Photo-based referring expression data
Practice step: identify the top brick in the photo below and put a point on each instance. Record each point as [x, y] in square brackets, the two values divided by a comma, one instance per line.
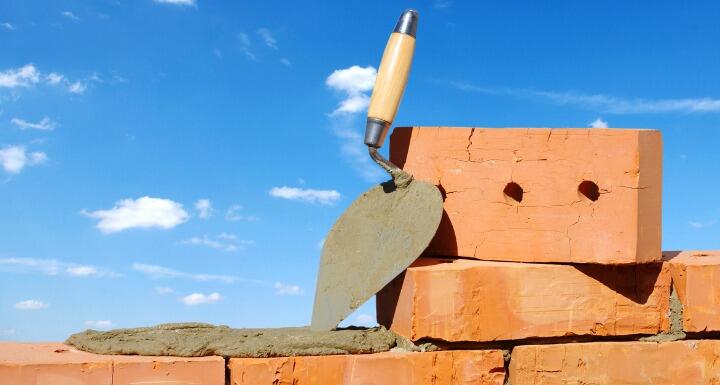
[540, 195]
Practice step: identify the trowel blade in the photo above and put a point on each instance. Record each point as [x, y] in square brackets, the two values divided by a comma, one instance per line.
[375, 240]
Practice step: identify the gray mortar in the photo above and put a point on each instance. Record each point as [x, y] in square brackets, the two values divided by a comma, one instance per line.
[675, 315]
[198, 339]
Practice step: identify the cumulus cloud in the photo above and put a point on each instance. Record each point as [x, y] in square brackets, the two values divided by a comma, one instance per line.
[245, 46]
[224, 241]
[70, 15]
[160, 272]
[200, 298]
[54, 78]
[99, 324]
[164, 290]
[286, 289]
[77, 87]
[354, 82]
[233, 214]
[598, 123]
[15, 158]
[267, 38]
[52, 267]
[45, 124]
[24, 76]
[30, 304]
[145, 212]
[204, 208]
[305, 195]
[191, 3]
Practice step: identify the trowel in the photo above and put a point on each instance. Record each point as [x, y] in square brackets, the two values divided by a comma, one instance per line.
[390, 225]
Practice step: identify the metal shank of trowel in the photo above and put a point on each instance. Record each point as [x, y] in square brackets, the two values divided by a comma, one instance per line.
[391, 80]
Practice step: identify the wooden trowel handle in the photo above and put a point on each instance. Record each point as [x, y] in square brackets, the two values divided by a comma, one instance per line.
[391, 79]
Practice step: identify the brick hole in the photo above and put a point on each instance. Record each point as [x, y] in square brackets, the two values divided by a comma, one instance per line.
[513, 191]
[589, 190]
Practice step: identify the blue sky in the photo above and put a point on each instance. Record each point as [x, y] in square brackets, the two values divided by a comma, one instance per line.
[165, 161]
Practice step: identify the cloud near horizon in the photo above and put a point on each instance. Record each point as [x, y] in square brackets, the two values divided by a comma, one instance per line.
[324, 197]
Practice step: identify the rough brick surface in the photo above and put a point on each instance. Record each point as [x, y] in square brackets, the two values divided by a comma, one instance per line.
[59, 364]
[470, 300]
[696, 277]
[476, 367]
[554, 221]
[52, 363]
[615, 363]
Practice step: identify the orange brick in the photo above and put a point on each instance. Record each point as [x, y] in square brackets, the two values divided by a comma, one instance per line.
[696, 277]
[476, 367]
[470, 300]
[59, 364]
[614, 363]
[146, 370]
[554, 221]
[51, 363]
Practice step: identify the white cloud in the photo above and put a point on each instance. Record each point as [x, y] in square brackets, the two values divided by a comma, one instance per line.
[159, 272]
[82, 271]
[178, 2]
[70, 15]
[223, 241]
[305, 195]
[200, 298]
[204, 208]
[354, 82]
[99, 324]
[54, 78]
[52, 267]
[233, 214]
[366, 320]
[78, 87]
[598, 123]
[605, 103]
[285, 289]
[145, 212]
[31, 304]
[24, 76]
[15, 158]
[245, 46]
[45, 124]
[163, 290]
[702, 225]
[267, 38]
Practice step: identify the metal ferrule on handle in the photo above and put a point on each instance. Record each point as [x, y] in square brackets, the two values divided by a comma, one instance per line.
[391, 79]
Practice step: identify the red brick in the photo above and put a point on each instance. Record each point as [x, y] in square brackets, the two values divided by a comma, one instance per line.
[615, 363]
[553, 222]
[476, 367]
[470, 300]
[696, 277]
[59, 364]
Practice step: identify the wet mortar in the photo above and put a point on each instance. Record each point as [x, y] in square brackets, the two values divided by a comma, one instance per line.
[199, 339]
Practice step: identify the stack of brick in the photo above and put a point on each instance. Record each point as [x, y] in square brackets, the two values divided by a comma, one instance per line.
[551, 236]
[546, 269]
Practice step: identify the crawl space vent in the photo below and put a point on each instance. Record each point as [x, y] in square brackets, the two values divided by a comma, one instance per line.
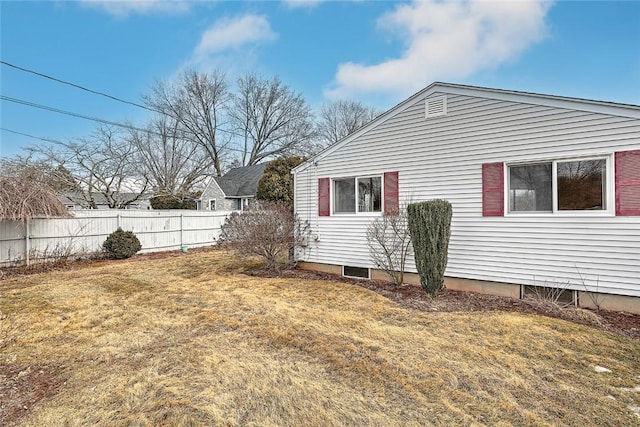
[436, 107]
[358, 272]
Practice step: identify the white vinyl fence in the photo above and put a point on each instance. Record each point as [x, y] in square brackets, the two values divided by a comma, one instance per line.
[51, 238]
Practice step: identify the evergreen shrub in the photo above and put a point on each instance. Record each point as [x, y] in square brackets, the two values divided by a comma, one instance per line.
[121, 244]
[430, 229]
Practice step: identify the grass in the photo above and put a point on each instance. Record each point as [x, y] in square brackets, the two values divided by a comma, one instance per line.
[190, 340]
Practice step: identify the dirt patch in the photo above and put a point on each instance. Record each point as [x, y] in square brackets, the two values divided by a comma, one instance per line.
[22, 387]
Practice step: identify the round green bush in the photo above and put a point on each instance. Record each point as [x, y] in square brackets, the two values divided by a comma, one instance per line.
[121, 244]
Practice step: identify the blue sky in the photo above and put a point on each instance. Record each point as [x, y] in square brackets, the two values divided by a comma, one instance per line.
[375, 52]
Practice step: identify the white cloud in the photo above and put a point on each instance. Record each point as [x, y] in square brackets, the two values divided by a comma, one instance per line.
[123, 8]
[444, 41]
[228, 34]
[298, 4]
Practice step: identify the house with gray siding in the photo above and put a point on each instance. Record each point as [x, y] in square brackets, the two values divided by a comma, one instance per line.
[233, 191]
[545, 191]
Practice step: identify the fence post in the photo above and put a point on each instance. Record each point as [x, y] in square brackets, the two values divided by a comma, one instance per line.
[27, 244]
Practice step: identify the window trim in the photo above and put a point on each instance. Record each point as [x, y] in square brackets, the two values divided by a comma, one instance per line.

**Task objective**
Skip the pictures, then retype every line above exactly.

**Task response**
Practice step: identify the top brick in the photo below and put a point on each instance. Record each point as [x, y] in square brackets, the two values divided by a comma, one instance per line.
[540, 195]
Practice step: identify the trowel blade in the photo above and put a point on each instance. Record each point as [x, y] in square brackets, the two values divided by a comma, one instance per line.
[375, 240]
Practice step: identify the gray mortar in the photo above and put a point on each instance. Record each point as [x, y] in square brackets, the two values divided by a comma, one instance per line.
[675, 315]
[198, 339]
Practice step: identify the cumulus cloud in the photo above and put a point on each instance. Record each point as [x, y] in square brackets, the two values divided by a comma, one instance per line.
[245, 46]
[224, 241]
[70, 15]
[160, 272]
[200, 298]
[54, 78]
[99, 324]
[164, 290]
[286, 289]
[77, 87]
[354, 82]
[233, 214]
[598, 123]
[15, 158]
[267, 38]
[52, 267]
[45, 124]
[24, 76]
[30, 304]
[145, 212]
[204, 208]
[305, 195]
[191, 3]
Practice step: identify the trowel in the photo above and put a point on each instance. Record each point as [x, y] in square brackets, the two values divided by a comma, one instance per line.
[390, 225]
Practice step: identify the metal shank of trowel in the photo above and put a point on each instance. Record each point as [x, y] in square brackets, the two values divided by a comma, one instance per line.
[391, 80]
Practice step: identify the wooden trowel handle in the photo above and put a point on each instance. Record each point as [x, y] in square brackets, the two values divided by a comma, one instance per line.
[391, 79]
Practice step: identify the brick hole in the photo above and put a point on each instance. Record each point as [x, y] in square brackets, the two values divided by a comma, one instance per line.
[513, 191]
[589, 190]
Practice step: identify the blue sky in the photo above and put a point on each instance. Record each point as [x, y] in square brackets, the two values divided by a comma, one instance per line.
[165, 161]
Practice step: identify the cloud near horizon in the photo above and put a point on each instance. Record each point as [x, y] in square brackets, the two values divided by a comma, one instance per line.
[324, 197]
Practice step: identify the rough brick surface in the photo above and put a point on each instance. Record each point as [x, y] in square brackets, the two values divided by a comma, one instance per line.
[59, 364]
[470, 300]
[696, 277]
[476, 367]
[554, 221]
[52, 363]
[615, 363]
Practice step: identify the orange brick in the photo above and put a point on each instance. Record each point as [x, y] in square brackets, the two values divided by a comma, one instance per line.
[696, 277]
[476, 367]
[470, 300]
[59, 364]
[614, 363]
[146, 370]
[554, 221]
[51, 363]
Practice step: identify the white cloud in the photo above and put a point on each instance. Record each point as [x, y] in square brackets, the two values divided by a comma, one instance per line.
[159, 272]
[82, 271]
[178, 2]
[70, 15]
[223, 241]
[305, 195]
[200, 298]
[204, 208]
[354, 82]
[99, 324]
[54, 78]
[52, 267]
[233, 214]
[366, 320]
[78, 87]
[598, 123]
[605, 103]
[285, 289]
[145, 212]
[31, 304]
[24, 76]
[15, 158]
[245, 46]
[45, 124]
[163, 290]
[702, 225]
[267, 38]
Practice step: identify the metal ferrule on handle in the photo above and put a point on each instance. Record each point as [x, y] in square brackets, the two values divided by a comma, one instance per line.
[391, 79]
Practice step: identify the red brick in the photo above and put a point on each instance. Record each point as [x, y] in square brackets, the two values divided by a comma, one instance per line.
[615, 363]
[553, 222]
[476, 367]
[470, 300]
[696, 277]
[59, 364]
Practice step: identify the wet mortar in the photo above and put a point on each instance. Record each point as [x, y] in square brackets, the two values divided by a comma, one instance per line.
[199, 339]
Practice step: identify the stack of brick in the photo above and put a point on each instance. Record each point as [x, y] in square brackets, the two values divided by a comma, one instance per line.
[551, 236]
[546, 269]
Practice step: identify the crawl space vent in the photo below and put a point on each instance. Record each point as [x, y] in square brackets, the two values divided by a comma, one instance per line.
[436, 107]
[358, 272]
Practice step: identify the white vinyl fence in the photo above and put a point on each instance. Record each point as [x, y] in square brackets, the two values divided by a comma, one instance per line.
[51, 238]
Practice step: identify the evergreen shrub in the photo above and put a point on each instance. Record each point as [x, y] in square brackets, the two values divided by a comma, one instance per line.
[121, 244]
[430, 229]
Practice step: identify the grass in the photo above and put a point on each instance. Record each point as [x, y] in square brackets, the two values divided by a comma, one instance per line.
[190, 340]
Practice step: identify the dirt patch in the photo above and put a point on each instance. Record each point as [x, y] in square brackets, the two values divided by a comma, one instance per line.
[22, 387]
Practice step: identify the round green bush in the photo above and put a point on each instance. Record each point as [x, y] in square brackets, the two values divided by a comma, one instance per line.
[121, 244]
Practice step: identify the blue sky in the photo above and put a point on each instance. Record each point as [x, y] in square brackets, the two values divided by a comma, one instance per line.
[375, 52]
Practice step: identify the white cloud in the photo above and put a point on each instance. Record each point as [x, y] in square brackets, the two values divided by a comma, one instance per line.
[123, 8]
[444, 41]
[228, 34]
[298, 4]
Practice step: identify the house with gray siding in the photo above and put a point on each instance. Record each point as [x, y] in square brackets, the two values divided by a comma, one instance per line.
[233, 191]
[545, 191]
Practice step: identify the fence post in the photo above and put a point on each instance. Record each point as [x, y] in square brackets, the two values divided by a comma, one instance per line.
[27, 244]
Practice step: identify the window trim in the photo above and put a point on each instance. Record each point as [x, y] in square brackets, the two values divided by a comma, one instance per line.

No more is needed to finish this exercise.